Dataset rows showing where objects appear |
>> Begin

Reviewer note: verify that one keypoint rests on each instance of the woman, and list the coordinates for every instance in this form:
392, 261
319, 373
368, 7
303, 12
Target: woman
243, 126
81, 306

>> End

Exercise aim | Reproduce every line of the records above word for word, keeping each one unchanged and in its original order.

Answer in full |
Reviewer note: verify that one keypoint rests on each instance of the woman, and list the coordinates for every instance in this form:
392, 261
319, 373
368, 7
303, 12
Target: woman
243, 126
81, 306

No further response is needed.